• [Written request]
From the line containing "black hair and return the coordinates." to the end of the listing, write out every line exactly; leave out everything else.

• [Dataset extract]
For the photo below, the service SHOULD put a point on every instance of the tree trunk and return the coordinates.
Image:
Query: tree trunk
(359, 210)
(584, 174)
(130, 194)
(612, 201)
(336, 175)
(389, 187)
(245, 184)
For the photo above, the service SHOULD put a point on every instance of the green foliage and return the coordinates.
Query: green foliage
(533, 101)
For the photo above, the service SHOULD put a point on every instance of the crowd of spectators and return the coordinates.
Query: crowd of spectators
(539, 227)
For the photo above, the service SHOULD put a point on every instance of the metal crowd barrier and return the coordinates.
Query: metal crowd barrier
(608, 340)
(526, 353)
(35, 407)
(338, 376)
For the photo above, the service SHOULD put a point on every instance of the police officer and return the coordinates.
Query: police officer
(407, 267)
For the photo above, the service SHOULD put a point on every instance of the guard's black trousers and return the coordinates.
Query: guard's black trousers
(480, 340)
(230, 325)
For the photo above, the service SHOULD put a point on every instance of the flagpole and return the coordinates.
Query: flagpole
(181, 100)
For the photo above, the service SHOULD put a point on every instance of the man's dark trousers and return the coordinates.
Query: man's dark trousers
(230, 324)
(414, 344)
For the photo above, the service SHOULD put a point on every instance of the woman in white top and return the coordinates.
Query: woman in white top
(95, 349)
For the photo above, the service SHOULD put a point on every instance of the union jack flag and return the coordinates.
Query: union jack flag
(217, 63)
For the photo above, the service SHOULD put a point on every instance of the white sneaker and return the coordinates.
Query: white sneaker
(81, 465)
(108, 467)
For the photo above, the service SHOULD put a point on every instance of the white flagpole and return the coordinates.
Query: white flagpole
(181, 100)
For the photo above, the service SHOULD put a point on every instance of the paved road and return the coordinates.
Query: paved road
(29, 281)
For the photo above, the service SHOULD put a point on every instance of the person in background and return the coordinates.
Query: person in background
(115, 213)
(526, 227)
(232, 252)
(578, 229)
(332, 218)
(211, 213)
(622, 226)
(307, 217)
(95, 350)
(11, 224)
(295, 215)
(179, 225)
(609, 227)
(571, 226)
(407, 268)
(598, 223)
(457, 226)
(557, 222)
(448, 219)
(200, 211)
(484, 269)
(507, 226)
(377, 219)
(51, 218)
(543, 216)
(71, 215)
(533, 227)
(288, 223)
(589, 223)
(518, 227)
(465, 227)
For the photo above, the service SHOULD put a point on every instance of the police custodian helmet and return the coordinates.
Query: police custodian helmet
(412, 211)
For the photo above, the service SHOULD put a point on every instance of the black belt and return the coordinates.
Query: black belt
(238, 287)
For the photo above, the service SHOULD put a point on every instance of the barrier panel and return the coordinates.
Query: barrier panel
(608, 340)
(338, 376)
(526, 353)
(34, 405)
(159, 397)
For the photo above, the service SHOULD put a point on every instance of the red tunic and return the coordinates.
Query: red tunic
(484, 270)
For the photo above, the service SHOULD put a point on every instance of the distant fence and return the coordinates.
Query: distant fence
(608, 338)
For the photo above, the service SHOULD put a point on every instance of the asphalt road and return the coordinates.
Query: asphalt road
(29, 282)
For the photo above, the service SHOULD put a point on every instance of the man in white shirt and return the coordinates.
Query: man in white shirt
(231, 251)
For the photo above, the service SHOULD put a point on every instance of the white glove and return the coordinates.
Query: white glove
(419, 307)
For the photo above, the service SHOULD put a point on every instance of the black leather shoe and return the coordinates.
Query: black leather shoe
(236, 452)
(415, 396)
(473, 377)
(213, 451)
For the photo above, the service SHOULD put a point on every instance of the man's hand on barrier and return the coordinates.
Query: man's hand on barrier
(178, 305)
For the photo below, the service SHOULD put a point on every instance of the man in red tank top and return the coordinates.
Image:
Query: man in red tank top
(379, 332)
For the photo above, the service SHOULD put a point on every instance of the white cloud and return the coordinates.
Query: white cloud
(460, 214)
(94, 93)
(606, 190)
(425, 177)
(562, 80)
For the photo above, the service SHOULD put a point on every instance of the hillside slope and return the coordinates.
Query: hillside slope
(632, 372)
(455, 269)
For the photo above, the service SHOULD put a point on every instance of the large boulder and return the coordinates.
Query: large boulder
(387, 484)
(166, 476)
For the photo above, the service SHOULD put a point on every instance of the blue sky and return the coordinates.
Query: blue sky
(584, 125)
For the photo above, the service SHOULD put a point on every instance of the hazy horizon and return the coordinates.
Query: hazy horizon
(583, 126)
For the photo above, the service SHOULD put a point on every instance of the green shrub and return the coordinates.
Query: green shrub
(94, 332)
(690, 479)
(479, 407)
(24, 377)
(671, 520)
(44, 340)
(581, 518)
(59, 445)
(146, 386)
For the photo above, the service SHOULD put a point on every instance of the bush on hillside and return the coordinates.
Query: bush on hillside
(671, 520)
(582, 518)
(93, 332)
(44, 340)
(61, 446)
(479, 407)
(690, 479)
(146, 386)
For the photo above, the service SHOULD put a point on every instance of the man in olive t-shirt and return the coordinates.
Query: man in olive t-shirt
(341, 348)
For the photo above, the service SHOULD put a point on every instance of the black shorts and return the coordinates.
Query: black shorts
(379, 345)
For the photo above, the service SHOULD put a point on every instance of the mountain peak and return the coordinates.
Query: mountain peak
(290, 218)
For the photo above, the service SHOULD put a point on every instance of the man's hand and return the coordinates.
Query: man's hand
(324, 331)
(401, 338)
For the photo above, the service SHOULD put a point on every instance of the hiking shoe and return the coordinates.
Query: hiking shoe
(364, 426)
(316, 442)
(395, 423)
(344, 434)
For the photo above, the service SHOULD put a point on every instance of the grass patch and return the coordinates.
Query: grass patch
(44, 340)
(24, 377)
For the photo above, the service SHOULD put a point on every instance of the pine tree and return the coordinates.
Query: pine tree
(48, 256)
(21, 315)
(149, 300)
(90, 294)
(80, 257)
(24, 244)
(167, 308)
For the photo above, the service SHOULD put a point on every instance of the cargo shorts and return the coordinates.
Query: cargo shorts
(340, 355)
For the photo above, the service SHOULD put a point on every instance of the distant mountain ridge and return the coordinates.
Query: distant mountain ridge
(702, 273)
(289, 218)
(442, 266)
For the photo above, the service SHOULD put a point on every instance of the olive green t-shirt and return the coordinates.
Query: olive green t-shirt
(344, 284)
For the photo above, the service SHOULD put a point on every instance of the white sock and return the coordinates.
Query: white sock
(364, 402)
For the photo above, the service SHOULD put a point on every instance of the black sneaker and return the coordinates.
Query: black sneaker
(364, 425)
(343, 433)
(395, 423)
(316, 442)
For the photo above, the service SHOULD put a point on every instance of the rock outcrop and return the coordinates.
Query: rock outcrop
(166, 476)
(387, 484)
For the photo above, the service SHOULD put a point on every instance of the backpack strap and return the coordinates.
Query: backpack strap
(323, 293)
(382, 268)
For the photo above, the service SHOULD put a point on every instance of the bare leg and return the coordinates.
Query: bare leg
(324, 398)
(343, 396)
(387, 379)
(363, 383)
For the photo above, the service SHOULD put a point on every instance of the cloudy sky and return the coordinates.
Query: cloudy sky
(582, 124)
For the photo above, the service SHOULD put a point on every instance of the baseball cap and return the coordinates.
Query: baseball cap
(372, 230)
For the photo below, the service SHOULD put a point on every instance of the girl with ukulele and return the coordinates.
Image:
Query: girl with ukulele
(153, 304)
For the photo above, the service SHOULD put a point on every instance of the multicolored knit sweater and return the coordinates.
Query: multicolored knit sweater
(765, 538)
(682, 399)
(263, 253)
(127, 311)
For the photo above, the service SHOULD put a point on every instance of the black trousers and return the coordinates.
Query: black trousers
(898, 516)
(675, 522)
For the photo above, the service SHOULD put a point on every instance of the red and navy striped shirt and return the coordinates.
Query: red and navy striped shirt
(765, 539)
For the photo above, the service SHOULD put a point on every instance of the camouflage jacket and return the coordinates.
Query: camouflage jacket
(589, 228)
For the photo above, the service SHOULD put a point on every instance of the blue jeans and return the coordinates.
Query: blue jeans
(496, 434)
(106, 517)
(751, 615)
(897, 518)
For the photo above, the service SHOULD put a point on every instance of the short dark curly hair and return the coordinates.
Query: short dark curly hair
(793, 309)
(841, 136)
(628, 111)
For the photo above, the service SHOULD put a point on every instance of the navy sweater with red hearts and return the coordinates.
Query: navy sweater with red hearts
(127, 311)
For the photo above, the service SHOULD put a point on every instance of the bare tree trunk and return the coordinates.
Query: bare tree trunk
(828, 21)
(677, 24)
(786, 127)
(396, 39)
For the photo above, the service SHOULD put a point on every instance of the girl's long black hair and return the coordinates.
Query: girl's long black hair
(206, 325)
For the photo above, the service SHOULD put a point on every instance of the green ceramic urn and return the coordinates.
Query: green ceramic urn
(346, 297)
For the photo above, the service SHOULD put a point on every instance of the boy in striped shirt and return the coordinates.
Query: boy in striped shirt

• [Response]
For the photo above, the service SHOULD put a point on every instance of the girl's long black hair and return the coordinates.
Query: girl's long black hair
(206, 325)
For the photo above, the service SHOULD put a point on every instance of the green ceramic urn and return the coordinates.
Query: green ceramic urn
(346, 297)
For the photo above, the service SHOULD put a point on every instance of the boy in striped shirt and return the coordinates.
Query: boy in striped shirt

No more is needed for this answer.